------ Texto proporcionado ------

¿Te ha quedado claro cómo reconocer a una bruja? Vamos a repasarlo otra vez. Su saliva es azul, pero eso no importa, ya que se cuidan de no escupir para que nadie vea su color. Llevan zapatos incómodos porque no tienen dedos en los pies y ningún modelo les encaja. También te puedes fijar en la anchura de sus fosas nasales o la niña de sus ojos, que refleja un fuego o un cielo, pero esos detalles pueden confundirte. Hay mujeres con ojos raros y narices grandes que no son brujas. Porque una bruja, recuerda, no es una mujer. Parece una mujer, pero es otro tipo de criatura, del mismo modo que un vampiro no es un hombre, solo lo parece. Lo más importante para reconocerlas son los guantes y el pelo. Las brujas siempre usan guantes, incluso en casa, y se rascan la cabeza a menudo porque son calvas y llevan peluca que les irrita el cuero cabelludo, por eso tienen manchas de eccema. El eccema de la peluca, lo llaman. Los guantes son para ocultar las uñas, que tienen forma de garra, rematando unas manos rojas y alargadas. ¿Te ha quedado claro? ¿Reconocerás a las brujas cuando te las cruces por la calle?

------ Datos almacenados ------

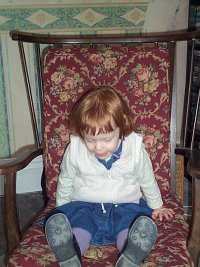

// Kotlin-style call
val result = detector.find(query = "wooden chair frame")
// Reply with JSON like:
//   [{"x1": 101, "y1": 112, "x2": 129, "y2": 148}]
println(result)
[{"x1": 0, "y1": 30, "x2": 200, "y2": 266}]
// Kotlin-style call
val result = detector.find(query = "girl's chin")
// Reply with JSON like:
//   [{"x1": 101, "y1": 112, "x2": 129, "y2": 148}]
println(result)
[{"x1": 95, "y1": 153, "x2": 110, "y2": 159}]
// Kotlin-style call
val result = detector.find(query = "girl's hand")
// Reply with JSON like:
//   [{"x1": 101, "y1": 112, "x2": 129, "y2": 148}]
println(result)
[{"x1": 152, "y1": 207, "x2": 174, "y2": 222}]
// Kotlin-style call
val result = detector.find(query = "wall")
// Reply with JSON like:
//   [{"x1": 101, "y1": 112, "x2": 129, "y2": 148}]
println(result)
[{"x1": 0, "y1": 0, "x2": 188, "y2": 195}]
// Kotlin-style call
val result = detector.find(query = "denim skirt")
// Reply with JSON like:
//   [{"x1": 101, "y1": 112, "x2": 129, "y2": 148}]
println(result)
[{"x1": 48, "y1": 199, "x2": 152, "y2": 245}]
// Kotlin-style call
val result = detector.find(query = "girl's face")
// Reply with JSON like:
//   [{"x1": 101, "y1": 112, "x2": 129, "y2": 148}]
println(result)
[{"x1": 84, "y1": 127, "x2": 120, "y2": 159}]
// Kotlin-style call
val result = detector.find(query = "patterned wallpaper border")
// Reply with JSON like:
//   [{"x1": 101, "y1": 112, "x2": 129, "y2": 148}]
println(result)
[{"x1": 0, "y1": 1, "x2": 149, "y2": 32}]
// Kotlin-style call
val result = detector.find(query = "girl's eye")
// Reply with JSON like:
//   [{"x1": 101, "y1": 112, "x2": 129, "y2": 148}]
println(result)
[{"x1": 104, "y1": 138, "x2": 112, "y2": 142}]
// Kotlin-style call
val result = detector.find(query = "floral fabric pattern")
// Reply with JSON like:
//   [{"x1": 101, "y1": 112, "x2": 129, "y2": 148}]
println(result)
[{"x1": 8, "y1": 45, "x2": 191, "y2": 267}]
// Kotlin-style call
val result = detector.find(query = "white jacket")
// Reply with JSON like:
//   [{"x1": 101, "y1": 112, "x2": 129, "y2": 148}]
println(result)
[{"x1": 56, "y1": 133, "x2": 163, "y2": 209}]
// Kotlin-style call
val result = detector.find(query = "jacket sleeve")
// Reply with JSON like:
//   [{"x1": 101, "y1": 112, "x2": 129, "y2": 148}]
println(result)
[
  {"x1": 56, "y1": 143, "x2": 76, "y2": 207},
  {"x1": 138, "y1": 144, "x2": 163, "y2": 209}
]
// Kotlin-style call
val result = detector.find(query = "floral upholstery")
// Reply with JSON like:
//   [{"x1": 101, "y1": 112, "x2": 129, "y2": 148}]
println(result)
[{"x1": 8, "y1": 45, "x2": 191, "y2": 267}]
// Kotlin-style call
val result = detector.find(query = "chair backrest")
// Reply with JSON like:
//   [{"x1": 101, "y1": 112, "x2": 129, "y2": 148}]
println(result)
[{"x1": 43, "y1": 45, "x2": 171, "y2": 202}]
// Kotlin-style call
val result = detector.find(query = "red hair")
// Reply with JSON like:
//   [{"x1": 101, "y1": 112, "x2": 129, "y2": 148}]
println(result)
[{"x1": 70, "y1": 86, "x2": 133, "y2": 138}]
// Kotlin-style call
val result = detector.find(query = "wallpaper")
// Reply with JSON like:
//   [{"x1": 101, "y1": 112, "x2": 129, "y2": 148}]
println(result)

------

▶ Problemas por resolver
(a) Enumera cada línea de los registros que contenga la cadena "jacket", teniendo en cuenta mayúsculas y minúsculas.
(b) Completa la parte siguiente del texto sobre cómo reconocer a las brujas. Empieza justo después de su última frase.

▶ Respuestas proporcionadas
(a)
val result = detector.find(query = "white jacket")
val result = detector.find(query = "jacket sleeve")

(b)
Así comienza Sergio del Molino una estremecedora novela denominada “La Piel” (Penguin Random House) en la que un padre le relata a su hijo pequeño la posibilidad de la existencia de brujas a las que debe temer y huir, la vez que pueda, a sus brazos, en busca de cobijo y seguridad.
Pero pese a la insistencia denodada del padre, el vástago, no le cree y le repite una y otra vez que las brujas no existen. Sí, evidentemente, no existen como fábula. Pero el padre esconde un secreto: sufre de eccemas y de virulentas ronchas en su piel, que hacen que use peluca, esconda sus cicatrices y deba estar siempre curando sus heridas sanguinolentas. Él es una bruja por sus padecimientos físicos, pero no por sus malas acciones o hechicerías. Sino por su piel enferma.
Si entrásemos en una figura retórica, los meigos sí existen. No escupirán saliva azul, ni tendrán garras en lugar de uñas, escondidas con guantes, no tendrán narices aguileñas de cuervo, ni un tufo fétido, pero de que existen, existen.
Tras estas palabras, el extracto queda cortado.